WHAT YOU WILL DO
Pick out every line of the entries below where "face" occurs, and copy those lines.

Saved entries
╭──

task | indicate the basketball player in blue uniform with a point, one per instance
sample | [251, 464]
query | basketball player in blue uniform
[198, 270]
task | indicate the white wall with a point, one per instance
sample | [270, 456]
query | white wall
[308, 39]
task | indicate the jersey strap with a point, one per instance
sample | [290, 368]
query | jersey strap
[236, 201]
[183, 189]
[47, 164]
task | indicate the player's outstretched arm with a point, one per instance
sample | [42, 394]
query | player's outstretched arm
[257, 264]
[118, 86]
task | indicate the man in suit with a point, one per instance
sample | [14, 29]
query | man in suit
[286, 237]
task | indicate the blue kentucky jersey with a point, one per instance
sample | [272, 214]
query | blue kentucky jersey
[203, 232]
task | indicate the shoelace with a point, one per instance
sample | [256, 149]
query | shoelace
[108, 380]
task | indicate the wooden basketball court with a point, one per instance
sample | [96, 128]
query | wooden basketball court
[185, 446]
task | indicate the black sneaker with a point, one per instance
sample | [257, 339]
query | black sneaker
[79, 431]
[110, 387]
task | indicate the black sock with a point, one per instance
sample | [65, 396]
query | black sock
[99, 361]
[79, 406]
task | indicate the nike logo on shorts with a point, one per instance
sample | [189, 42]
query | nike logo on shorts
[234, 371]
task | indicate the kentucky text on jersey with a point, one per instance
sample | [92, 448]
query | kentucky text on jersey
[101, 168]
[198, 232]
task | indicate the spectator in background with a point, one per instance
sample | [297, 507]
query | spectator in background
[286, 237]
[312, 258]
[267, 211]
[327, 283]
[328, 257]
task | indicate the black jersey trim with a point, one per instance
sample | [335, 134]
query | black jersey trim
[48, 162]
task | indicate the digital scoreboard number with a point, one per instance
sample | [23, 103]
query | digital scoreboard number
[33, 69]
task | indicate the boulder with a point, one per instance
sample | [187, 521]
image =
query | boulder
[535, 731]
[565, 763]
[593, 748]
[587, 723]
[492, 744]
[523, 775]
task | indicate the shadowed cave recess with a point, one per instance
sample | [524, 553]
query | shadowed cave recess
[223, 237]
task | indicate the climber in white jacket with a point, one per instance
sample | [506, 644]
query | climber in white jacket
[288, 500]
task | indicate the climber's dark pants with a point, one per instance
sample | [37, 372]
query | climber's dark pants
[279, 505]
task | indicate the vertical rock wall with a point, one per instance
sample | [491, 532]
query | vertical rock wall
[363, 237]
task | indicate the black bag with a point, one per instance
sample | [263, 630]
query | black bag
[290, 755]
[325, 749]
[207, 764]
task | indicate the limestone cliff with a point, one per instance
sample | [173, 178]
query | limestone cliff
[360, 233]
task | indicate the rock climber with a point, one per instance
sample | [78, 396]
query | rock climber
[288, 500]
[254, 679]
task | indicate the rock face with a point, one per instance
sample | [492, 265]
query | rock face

╰──

RESULT BELOW
task | indicate the rock face with a point, one per instance
query | rock face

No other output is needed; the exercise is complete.